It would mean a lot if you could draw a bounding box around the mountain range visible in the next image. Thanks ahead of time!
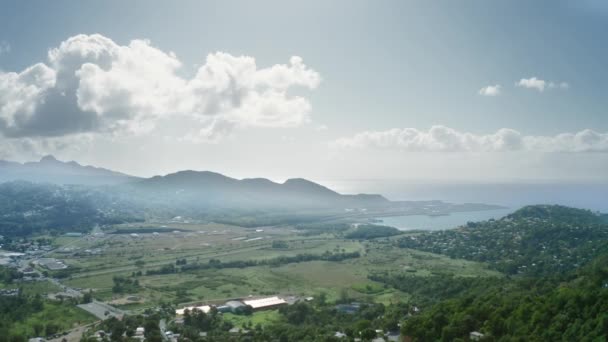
[0,155,138,185]
[0,156,390,208]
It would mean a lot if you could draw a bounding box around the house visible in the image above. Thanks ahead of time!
[243,296,287,310]
[336,303,361,314]
[469,331,484,341]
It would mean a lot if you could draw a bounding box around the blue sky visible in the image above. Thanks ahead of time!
[0,0,608,181]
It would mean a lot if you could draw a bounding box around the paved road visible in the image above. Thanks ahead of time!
[78,300,125,319]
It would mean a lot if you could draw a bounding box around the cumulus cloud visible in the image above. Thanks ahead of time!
[515,77,570,92]
[517,77,546,92]
[0,40,11,55]
[0,133,93,161]
[479,84,501,96]
[0,34,321,138]
[331,126,608,152]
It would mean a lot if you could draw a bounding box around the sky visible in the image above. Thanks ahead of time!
[0,0,608,183]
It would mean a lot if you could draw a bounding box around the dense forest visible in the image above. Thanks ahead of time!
[0,181,142,237]
[398,205,608,276]
[402,255,608,341]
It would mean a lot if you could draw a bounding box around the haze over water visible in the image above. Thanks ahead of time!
[321,180,608,212]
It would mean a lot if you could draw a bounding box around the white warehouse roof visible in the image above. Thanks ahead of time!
[175,305,211,315]
[243,296,287,309]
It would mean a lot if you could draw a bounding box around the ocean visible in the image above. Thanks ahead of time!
[321,180,608,230]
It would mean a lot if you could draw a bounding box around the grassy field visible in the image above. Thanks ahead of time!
[222,310,281,329]
[11,302,97,336]
[0,281,61,296]
[53,224,499,309]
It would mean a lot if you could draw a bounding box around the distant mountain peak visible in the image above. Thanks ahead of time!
[40,154,60,163]
[0,154,137,185]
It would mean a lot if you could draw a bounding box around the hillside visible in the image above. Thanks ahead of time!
[398,205,608,275]
[130,171,390,209]
[401,254,608,341]
[0,181,141,237]
[0,156,137,185]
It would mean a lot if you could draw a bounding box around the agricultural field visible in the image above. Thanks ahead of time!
[49,223,500,310]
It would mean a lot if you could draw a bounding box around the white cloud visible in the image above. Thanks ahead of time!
[547,82,570,89]
[515,77,570,92]
[517,77,546,92]
[331,126,608,152]
[0,40,11,55]
[0,34,321,139]
[479,84,501,96]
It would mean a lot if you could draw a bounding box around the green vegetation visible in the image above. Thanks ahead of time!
[0,181,141,238]
[0,292,94,341]
[402,256,608,341]
[398,206,608,275]
[344,224,401,240]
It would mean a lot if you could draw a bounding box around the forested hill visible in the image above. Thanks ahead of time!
[402,254,608,341]
[503,205,606,225]
[0,181,141,237]
[398,205,608,275]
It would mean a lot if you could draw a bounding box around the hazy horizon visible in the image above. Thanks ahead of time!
[0,0,608,183]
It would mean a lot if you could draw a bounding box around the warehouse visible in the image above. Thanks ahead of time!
[175,305,211,316]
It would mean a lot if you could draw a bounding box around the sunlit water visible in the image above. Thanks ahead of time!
[378,209,514,230]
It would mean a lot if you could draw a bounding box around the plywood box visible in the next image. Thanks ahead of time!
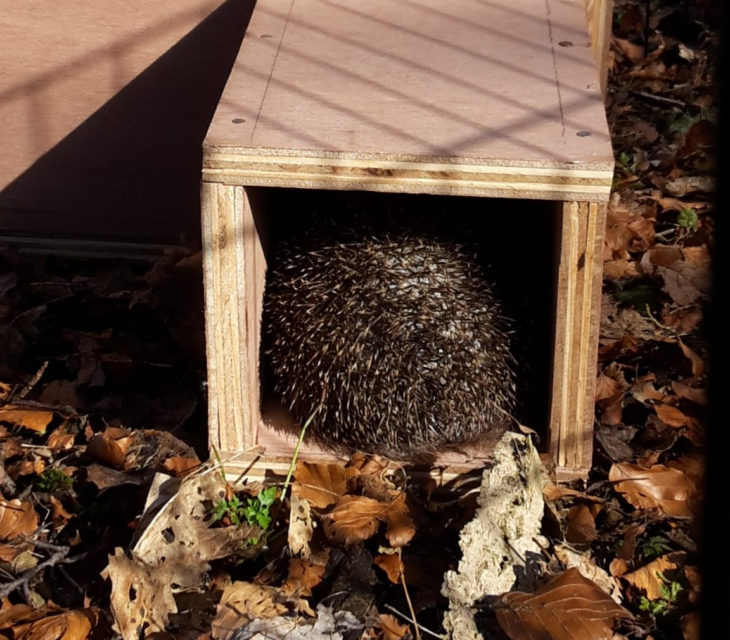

◆ AIM
Please rescale the part of the data above that opens with the line containing "around the ocean" and closes with the line containing "[53,224,499,309]", repeating every line in it, with each bounding-box coordinate multiplied by 1.8 and rounded to a whole number, halves rounding up. Leave all other wording in those lines unchanged.

◆ REPLY
It would mean a lot if you could draw a bounding box around the ocean visible in the image above. Thanks ahead of time!
[578,324,1094,414]
It would mean a lot if you could draw a bounding box around the grassy field visible in the image above. Thanks ahead of time!
[400,558,506,592]
[20,544,175,605]
[0,506,110,533]
[95,403,898,556]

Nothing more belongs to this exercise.